**Written request**
Answer these questions using the Joseph's Shoes article below:
(a) In what year did Joe Posner open Joseph's Shoes?
(b) To what address did the store move in August 1958?
(c) What did Joe do when a woman with little money asked to put shoes on layaway?

**Source excerpt**
☆ ☆ ☆

Baby Boomer Memories: My first shoes from Joseph's

Posted
Don't miss the big stories. Like us on Facebook.  

Most of us cannot remember the first time we got and wore shoes. To help commemorate this event, some parents have their kids' first walkers bronzed.

One can find many examples of these in flea markets. Yet, there are companies that are still busy bronzing toddlers' first shoes to this day.

I don't remember my first fitting for shoes, but do recall the store, as my folks had shopped there many times. It was Joseph's Shoes, and the brand was Stride Rite, the country's leading children's shoe brand post-World War II. In fact, this year, the brand is 100 years old, outliving all other American children's shoe brands.

Joseph's Shoes was owned and operated by Joseph "Joe" Posner, a dapper-looking mustached gentleman. In 1914, the Posner family had migrated from Russia to New York City when Joe was only 7. He came to Pittsfield in 1936 with his wife and young daughter, Marlene, to manage the National Shoe Store at 135 North St.

In 1946, with 20 years of experience in shoe sales, Joe opened Joseph's Shoes. The store was located at 22 South St., in the Hotel Wendell Sheraton building in what had previously been the home of Winter's Variety Store. Joseph's specialized in children's and teenagers' shoes.

In August 1958, the store moved to its 170 North St. location, where it remained until 1970. During the 250th anniversary of Pittsfield, I had set up a display of Pittsfield history at the same address. I did not recall that the shoe store was there. Ironically, one of the displays included a small piggy bank with a top hat advertising Joseph's Shoes at that address.

In June 1970, the store moved back to its original location, but now was in the newly built Berkshire Commons building next to the Friendly's ice cream parlor. Joe opened a second store for a short period of time in North Adams during the 1950s and '60s, but felt he was better off serving everyone in one place.

Article Continues After These Ads

People wanted to be fitted only by Joe in both stores. He was constantly going back and forth between both locations, and it soon became unmanageable. People recall how busy the stores were just before Easter, when shoppers with children would form a line outside and await a turn for purchasing new shoes for the holiday.

Joe Posner was a very generous man. He was known to give shoes to children when they couldn't afford them, and did so until he stopped working.

His younger daughter, Sharon, recalled that when she was once in the store at age 5 or 6, a woman came in with her two children and wanted to put shoes on layaway. Joe knew that the mom had little money. Thus he just wrote off the cost of the shoes and gave them to the family. He did not make a big deal about it, as he was a very humble man.

☆ ☆ ☆

**A run of records**
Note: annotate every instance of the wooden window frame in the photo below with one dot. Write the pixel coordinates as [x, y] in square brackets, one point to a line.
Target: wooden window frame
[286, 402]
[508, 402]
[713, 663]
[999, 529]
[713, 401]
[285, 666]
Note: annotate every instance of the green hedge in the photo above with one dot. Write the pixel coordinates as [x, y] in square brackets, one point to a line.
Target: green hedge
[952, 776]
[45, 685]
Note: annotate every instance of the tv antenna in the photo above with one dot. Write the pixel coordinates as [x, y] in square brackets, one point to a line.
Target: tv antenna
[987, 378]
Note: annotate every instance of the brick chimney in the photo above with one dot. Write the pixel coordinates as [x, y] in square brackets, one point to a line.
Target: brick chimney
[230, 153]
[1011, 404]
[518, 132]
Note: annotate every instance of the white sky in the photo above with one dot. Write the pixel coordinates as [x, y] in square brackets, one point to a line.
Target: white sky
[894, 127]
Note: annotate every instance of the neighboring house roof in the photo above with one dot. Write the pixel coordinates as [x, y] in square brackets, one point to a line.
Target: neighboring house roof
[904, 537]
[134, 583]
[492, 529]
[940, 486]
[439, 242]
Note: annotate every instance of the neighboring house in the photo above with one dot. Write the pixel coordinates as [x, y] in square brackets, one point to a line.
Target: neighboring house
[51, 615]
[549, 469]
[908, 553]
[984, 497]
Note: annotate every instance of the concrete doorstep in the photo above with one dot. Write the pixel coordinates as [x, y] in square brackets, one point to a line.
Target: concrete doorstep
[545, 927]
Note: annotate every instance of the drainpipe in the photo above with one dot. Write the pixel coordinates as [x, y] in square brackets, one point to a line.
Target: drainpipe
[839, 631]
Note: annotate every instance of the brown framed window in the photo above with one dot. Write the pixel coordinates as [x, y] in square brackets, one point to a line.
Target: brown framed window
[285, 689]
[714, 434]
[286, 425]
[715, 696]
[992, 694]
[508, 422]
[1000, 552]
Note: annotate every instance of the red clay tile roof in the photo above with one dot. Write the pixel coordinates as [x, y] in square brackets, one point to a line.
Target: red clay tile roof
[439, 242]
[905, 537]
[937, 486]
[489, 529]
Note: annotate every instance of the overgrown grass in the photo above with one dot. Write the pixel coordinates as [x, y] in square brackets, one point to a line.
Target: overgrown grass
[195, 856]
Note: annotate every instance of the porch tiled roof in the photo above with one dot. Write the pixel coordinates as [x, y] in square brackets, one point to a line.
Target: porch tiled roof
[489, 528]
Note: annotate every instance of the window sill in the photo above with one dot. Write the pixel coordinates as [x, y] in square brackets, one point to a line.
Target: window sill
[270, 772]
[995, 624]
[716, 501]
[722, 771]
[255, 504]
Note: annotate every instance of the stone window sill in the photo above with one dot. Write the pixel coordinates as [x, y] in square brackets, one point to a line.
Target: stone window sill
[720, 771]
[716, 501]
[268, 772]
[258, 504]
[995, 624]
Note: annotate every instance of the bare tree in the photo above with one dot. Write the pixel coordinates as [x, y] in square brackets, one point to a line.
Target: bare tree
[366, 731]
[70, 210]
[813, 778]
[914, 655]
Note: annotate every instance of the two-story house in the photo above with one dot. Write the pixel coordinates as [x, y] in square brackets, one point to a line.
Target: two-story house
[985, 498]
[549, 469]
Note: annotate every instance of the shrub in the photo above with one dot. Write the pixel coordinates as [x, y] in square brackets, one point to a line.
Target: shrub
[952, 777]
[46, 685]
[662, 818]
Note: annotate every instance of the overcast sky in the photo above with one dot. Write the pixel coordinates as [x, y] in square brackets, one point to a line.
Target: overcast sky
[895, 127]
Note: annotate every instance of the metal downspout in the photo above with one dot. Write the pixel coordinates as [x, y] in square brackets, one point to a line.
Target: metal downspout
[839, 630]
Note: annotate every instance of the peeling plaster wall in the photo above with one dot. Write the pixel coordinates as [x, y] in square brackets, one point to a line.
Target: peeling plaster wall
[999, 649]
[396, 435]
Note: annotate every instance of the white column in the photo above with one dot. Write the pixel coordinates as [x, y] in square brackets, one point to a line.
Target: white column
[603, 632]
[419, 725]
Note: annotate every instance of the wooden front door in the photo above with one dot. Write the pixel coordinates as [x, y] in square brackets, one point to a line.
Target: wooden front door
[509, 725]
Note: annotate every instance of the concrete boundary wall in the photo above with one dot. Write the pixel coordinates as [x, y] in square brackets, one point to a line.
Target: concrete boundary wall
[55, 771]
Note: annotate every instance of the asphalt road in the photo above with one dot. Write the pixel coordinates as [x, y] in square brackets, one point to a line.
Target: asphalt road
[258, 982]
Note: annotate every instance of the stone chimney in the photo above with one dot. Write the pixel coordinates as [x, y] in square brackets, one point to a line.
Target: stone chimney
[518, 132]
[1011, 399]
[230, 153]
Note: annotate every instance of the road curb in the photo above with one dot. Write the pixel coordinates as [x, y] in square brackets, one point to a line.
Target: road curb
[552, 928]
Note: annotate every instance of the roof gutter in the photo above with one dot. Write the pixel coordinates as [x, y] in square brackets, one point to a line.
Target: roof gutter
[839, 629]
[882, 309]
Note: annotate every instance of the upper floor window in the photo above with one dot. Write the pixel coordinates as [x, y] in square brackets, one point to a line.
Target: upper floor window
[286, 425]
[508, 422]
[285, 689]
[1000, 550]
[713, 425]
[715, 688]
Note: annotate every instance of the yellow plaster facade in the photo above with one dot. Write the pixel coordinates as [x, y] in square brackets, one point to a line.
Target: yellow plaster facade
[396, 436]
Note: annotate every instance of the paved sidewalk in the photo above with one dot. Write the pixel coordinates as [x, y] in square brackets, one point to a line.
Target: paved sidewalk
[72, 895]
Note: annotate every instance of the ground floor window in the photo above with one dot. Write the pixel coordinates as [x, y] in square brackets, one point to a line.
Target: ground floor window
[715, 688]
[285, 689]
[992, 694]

☆ ☆ ☆

**Complete output**
(a) 1946
(b) 170 North St.
(c) He wrote off the cost of the shoes and gave them to the family.